Rewrite the data from the line with "Put a point on every instance of the white fascia" to the line with "[(238, 137), (516, 209)]", keeping every line intact except the answer coordinates. Multiply each coordinate in the answers by 0.45 and round it to a whole number, with halves rounding up.
═══ MATERIAL
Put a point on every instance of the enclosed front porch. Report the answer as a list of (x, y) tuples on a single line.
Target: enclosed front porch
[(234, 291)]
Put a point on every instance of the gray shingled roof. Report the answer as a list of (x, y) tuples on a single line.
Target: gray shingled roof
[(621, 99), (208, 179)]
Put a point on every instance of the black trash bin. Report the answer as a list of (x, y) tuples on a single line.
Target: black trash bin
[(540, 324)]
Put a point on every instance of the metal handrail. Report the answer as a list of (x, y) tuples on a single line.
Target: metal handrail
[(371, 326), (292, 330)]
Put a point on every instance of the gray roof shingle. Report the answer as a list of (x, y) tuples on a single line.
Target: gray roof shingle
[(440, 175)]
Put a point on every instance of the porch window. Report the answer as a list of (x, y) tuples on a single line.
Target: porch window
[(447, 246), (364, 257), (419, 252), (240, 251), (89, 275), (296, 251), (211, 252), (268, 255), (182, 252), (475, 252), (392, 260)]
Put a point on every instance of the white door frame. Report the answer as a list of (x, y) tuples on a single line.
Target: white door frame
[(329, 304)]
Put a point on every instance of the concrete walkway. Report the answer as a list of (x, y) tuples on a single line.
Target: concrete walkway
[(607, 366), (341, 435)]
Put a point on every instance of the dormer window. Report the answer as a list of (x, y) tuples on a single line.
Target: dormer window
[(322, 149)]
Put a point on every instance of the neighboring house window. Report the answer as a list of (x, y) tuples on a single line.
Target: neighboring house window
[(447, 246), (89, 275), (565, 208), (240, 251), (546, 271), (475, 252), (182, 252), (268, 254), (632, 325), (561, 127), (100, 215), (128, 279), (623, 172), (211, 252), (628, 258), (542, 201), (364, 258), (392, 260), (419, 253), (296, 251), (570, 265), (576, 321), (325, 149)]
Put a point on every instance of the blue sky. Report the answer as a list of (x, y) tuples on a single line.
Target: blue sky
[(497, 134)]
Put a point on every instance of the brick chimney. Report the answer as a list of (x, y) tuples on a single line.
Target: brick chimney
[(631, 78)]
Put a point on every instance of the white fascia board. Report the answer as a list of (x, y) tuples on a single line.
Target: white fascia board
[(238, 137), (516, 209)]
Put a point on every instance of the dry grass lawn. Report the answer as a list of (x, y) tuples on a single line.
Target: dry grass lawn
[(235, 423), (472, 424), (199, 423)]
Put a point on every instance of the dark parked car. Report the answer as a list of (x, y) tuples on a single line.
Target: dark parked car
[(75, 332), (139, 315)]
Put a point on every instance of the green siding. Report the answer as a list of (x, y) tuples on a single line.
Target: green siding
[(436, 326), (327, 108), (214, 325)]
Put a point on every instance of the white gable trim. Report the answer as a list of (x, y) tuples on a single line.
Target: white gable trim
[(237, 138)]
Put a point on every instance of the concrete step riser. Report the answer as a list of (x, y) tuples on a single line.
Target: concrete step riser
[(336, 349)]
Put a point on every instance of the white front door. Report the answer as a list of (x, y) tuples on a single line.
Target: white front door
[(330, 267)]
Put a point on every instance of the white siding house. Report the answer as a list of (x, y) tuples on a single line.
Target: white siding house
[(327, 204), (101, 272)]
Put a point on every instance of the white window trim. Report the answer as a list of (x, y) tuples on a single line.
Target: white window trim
══════
## [TASK RESPONSE]
Put a point on every instance of the white fascia board. Report the answer as a list of (x, y) tuples on a single line.
Target: white fascia board
[(107, 62), (232, 94)]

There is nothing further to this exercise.